• Given problem: Count the lines in the items below that contain the string "white". Reply with that number only.

start Material for the task

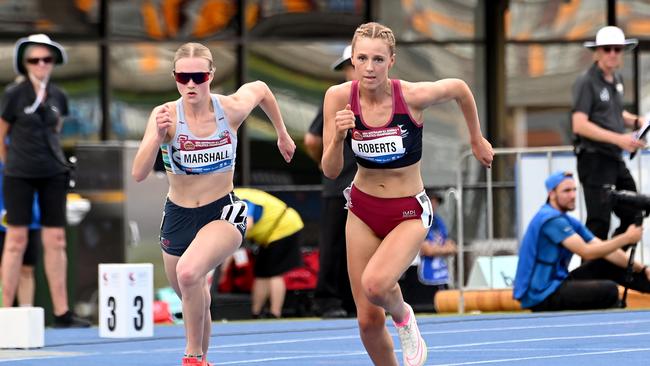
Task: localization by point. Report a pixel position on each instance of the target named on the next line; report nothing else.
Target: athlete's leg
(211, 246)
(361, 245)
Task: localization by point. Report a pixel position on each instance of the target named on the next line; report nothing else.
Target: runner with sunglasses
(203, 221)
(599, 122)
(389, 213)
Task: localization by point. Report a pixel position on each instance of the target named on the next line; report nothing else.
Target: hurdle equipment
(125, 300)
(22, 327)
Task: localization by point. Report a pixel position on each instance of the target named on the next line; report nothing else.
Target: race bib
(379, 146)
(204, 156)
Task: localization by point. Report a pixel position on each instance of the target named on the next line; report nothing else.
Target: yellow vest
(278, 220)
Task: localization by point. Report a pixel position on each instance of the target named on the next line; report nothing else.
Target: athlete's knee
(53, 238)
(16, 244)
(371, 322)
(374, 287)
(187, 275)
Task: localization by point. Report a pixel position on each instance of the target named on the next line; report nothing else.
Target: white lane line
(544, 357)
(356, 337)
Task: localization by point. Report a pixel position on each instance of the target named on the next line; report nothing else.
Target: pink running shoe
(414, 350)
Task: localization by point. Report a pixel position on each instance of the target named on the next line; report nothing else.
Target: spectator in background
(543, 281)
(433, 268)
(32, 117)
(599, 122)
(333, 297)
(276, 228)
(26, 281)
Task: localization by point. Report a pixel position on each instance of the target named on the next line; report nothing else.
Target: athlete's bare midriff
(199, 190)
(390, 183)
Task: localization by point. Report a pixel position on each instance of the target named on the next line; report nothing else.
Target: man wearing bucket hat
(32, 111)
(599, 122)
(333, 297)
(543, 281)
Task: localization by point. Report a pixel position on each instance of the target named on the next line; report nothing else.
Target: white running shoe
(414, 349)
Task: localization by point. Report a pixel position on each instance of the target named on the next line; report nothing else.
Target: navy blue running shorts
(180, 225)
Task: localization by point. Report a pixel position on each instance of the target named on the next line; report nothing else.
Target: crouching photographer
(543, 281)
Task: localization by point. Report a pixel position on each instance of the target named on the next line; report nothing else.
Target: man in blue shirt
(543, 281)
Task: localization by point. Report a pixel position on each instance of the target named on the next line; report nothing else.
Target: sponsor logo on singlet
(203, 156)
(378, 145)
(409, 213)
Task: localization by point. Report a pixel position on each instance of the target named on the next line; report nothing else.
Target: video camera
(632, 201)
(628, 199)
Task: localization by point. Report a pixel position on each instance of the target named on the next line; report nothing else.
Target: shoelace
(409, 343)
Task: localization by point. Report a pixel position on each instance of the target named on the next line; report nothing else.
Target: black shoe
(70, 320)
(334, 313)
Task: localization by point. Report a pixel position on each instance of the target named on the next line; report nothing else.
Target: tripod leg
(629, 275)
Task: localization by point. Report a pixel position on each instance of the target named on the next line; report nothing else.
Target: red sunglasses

end Material for the task

• Solution to this exercise: 2